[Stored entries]
────
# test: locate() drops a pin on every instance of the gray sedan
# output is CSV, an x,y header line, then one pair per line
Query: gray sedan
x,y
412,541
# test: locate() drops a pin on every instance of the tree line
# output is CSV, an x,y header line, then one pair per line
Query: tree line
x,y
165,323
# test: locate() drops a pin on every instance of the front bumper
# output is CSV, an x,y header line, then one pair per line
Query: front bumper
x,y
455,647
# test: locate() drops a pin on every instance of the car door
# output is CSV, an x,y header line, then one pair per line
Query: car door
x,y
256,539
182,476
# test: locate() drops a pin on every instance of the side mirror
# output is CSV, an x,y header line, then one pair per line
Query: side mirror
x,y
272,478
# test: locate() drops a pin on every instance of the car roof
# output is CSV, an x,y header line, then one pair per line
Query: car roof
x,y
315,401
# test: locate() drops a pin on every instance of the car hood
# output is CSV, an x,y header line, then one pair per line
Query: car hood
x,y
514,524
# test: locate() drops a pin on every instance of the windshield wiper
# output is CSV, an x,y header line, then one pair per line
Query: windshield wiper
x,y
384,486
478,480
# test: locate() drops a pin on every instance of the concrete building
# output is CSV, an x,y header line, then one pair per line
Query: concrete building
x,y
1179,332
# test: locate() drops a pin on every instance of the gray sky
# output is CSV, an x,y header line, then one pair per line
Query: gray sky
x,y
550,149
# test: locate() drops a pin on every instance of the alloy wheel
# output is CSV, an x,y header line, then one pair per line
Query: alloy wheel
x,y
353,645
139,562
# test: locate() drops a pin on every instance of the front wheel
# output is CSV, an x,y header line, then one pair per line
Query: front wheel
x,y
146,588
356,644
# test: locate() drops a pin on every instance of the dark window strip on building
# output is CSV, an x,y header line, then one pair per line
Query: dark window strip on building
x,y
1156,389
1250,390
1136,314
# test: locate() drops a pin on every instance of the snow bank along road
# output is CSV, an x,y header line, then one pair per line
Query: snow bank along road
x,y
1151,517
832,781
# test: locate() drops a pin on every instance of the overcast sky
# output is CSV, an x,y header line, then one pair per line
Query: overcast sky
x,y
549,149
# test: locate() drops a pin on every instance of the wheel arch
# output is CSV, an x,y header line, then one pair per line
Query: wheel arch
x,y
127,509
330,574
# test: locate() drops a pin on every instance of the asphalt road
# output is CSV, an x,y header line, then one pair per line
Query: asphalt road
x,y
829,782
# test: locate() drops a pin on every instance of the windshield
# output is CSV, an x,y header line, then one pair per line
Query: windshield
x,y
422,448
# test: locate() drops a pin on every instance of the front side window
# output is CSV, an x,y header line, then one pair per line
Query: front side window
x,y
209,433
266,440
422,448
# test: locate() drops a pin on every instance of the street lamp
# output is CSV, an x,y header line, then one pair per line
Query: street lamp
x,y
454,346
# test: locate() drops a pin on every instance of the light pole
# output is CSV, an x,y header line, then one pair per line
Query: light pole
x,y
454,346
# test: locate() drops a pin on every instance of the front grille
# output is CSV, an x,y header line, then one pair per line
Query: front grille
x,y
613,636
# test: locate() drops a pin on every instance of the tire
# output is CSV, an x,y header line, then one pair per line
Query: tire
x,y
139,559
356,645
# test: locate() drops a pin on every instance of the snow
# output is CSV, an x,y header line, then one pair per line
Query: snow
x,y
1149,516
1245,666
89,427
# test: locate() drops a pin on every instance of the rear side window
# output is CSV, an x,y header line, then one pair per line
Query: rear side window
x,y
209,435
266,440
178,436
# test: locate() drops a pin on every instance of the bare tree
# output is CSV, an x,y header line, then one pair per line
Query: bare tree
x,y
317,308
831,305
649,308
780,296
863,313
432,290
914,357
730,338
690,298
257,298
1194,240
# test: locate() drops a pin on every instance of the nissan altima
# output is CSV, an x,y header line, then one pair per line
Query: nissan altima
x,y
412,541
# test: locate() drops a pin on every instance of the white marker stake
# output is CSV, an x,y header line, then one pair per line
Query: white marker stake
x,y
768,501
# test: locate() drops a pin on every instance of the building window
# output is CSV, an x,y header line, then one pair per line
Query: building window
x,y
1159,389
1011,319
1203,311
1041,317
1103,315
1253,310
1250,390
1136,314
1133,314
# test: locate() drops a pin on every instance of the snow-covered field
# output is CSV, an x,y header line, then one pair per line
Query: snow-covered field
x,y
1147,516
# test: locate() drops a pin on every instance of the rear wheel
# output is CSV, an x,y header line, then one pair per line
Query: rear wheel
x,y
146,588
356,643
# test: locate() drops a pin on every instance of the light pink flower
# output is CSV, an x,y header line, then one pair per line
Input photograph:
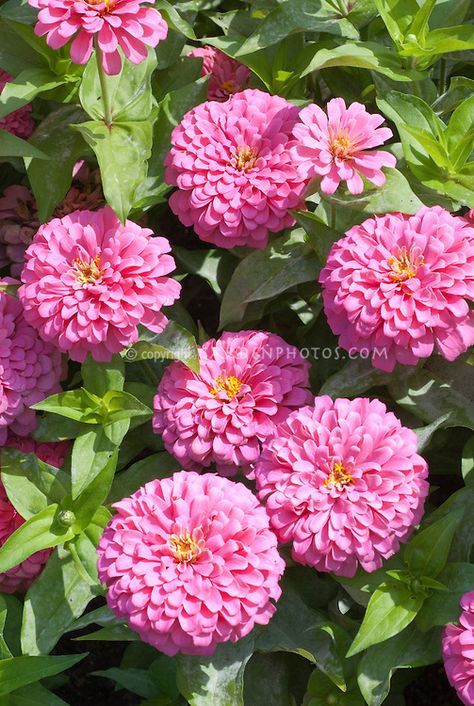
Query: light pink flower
x,y
399,285
248,382
458,651
20,122
343,482
189,562
117,23
232,166
335,146
20,577
227,76
89,281
30,369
────
◆ What you will do: All entries must be output exactly as they stand, and every picture must be left out.

◆ Expected answer:
# test: locate() drops a pin on every instance of the gray sedan
# output is CSV, an x,y header line, then one pair per line
Query: gray sedan
x,y
412,541
# test: locate() drops a pin on every instance of the tree line
# output is CSV, an x,y header line, then one pair per line
Query: tree line
x,y
165,323
# test: locate() drops a pin on every instance of the front bumper
# output is CSV, an x,y header line, then one pair per line
Query: front bumper
x,y
455,647
# test: locate() drops a pin on every instance of the car door
# output is CSV, an x,y header line, then one pair per line
Query: car door
x,y
256,539
182,476
# test: locate() drops a pin on every instance of the side mirror
# output is CSV, an x,y header line, then one pair per line
Query: side mirror
x,y
272,478
# test: locate() drops a pin on every instance of the car roof
# output is CSV, an x,y header line, then one pair per line
Query: car roof
x,y
315,401
# test: locate() drops a pin on every instance of the car hood
# output is CSV, an x,y header line, then one pair per line
Query: car hood
x,y
514,524
# test: locate() drops a pin on every instance of the windshield wiper
# output is CSV, an x,y header line, then one pair per line
Query: windshield wiper
x,y
384,486
478,480
# test: locate() drops a pin on every instance of the concrete building
# output is CSV, an x,y header line, then one pair per line
Query: concrete building
x,y
1179,332
# test: locate() drops a pin on every instance of the gray sky
# output is CSV, an x,y header line, then one pair per line
Query: gray sky
x,y
550,149
# test: locate() drops a pin on every instance of the alloy wheel
# output is CSV, an x,y header line, then one pair per line
Query: alloy wheel
x,y
353,645
139,562
# test: locate() drops a pin on every instance of the front wheel
# output is CSV, an x,y header line, then one pair per line
Query: front wheel
x,y
146,588
356,644
# test: locate() drops a pin on every instance of the dark window strip on building
# output is CSV, an x,y header line, then one pair per line
Query: dark window strip on building
x,y
1156,389
1250,390
1136,314
# test: locate() drops a pin on every instance of the snow bank along road
# output is CSV, an x,y header line, then one pair per line
Query: snow bank along road
x,y
1151,517
832,781
# test: locate() drops a pin on every instance of the overcast sky
# output is CSV, an x,y header line, then one pair per line
Query: overcast sky
x,y
549,149
# test: locate() drops a pin on every instance of the wheel arch
# output is CSV, an x,y header line, then one pair per line
Query: wheel arch
x,y
127,509
330,574
# test: locate() drops a pin on every instance of the asphalt road
# output is CSV, an x,y header line, then one pair per line
Query: asphalt road
x,y
829,782
# test: locate() drops a pin on every instance of the windshield
# output is CSV, an x,y header line, then one pair per line
Query: windshield
x,y
422,448
# test: locate() drops a pin on every instance of the front side window
# output is CSV, an x,y header line, then one pair per line
Query: front side window
x,y
209,433
266,440
422,448
# test: locate() drops a pin on every instance of the street lamp
# output is CSV, an x,y header line, then one pair per line
Query: street lamp
x,y
454,346
# test: locate() drops a pin on every instance of the light pole
# output is CSV, an x,y header line, then one pair per line
Query: light pole
x,y
454,346
# test: locate() drops a pin on every instance of the front grille
# output is CSV, an x,y header line, then one pair per line
Query: front grille
x,y
613,636
# test: locate() drops a pin on every instance of the tire
# output is CSV, an x,y header line, then one pair per line
Query: tire
x,y
139,559
356,645
# test: locate() drops a pin on every instance of the snow
# output is CSV, an x,y header line, then one pair per line
Query: snow
x,y
1149,516
1245,666
89,427
# test: locate() drops a pin on every instance of the rear side window
# output is CSV, an x,y header line, then one pair per line
Query: rear side window
x,y
209,435
266,440
178,436
# test: locate() drops a pin on every instance of the bare tree
# output is CSV, an x,y header line, then one pair per line
Query: bare tree
x,y
317,308
831,305
649,308
780,296
863,313
432,290
914,357
730,338
690,298
257,298
1194,240
# test: locate() drops a pin on every instance of the nissan altima
# output is CSV, an x,y header line, then one pair per line
Query: nissan altima
x,y
412,541
# test: locate() drops a pin on every instance of the white marker stake
# output is CSV, an x,y header line, then one pair per line
Query: white marker stake
x,y
768,501
# test: locate() drops a pin on every instance of the building window
# output is CSV, an x,y header line, then one pair per line
Query: building window
x,y
1159,389
1011,319
1203,311
1041,317
1103,315
1253,310
1250,390
1136,314
1133,314
# test: locate() drops a pin on every instance of the snow-covered field
# output is CSV, an x,y header line, then one pair per line
Query: snow-covered field
x,y
1147,516
# test: locate() drops a pin on every instance of the rear wheel
# output is CSV, an x,y header line, then one pair per line
Query: rear wheel
x,y
146,588
356,643
# test: locate() drops a pin on every instance of the light pink flower
# output is CSV, an x,y header line, then one pair per line
Input photograph:
Query: light pink flower
x,y
399,285
248,382
458,651
20,122
343,482
189,562
117,23
232,166
335,146
20,577
227,76
89,281
30,369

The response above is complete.